_PROMPT_
All of the records must come back exactly as they were given.

MATERIALS PROVIDED START

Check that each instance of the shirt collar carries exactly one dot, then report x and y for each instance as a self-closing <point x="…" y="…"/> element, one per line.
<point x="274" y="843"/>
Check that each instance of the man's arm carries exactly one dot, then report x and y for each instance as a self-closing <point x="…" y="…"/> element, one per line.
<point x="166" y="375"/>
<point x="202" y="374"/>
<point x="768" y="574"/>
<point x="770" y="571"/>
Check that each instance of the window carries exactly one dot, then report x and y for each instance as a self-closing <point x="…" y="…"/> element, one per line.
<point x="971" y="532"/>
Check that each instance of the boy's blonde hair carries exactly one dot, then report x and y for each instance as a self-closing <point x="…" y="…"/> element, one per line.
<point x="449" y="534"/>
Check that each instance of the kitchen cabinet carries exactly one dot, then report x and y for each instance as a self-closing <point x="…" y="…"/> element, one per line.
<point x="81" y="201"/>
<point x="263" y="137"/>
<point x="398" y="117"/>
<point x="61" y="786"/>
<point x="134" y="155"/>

MATERIALS PROVIDED END

_SOLUTION FOR THIS EXERCISE_
Check that each instance of the shirt collar carries exactly one dot, then report x and y for each instance as a self-closing <point x="…" y="…"/> element, one per line.
<point x="274" y="843"/>
Check that each instance of the man's arm carries exactly one dot, then report x and y for each instance as a self-closing <point x="…" y="…"/> element, one per line.
<point x="166" y="375"/>
<point x="202" y="374"/>
<point x="768" y="574"/>
<point x="770" y="571"/>
Check that each instance of the window carries exactly one dot, then report x and y for each instance as a self-closing <point x="…" y="…"/> element, one per line.
<point x="971" y="532"/>
Check that each instance of the boy's blonde hair carries exactly one dot, then report x and y for each instance as a self-closing <point x="…" y="…"/> element, one per line.
<point x="449" y="534"/>
Check that each instance of the kitchen cabinet carries exactly one dot, then report x and y for each instance as a self-closing <point x="…" y="…"/> element, one per line.
<point x="81" y="201"/>
<point x="263" y="137"/>
<point x="398" y="117"/>
<point x="61" y="786"/>
<point x="134" y="155"/>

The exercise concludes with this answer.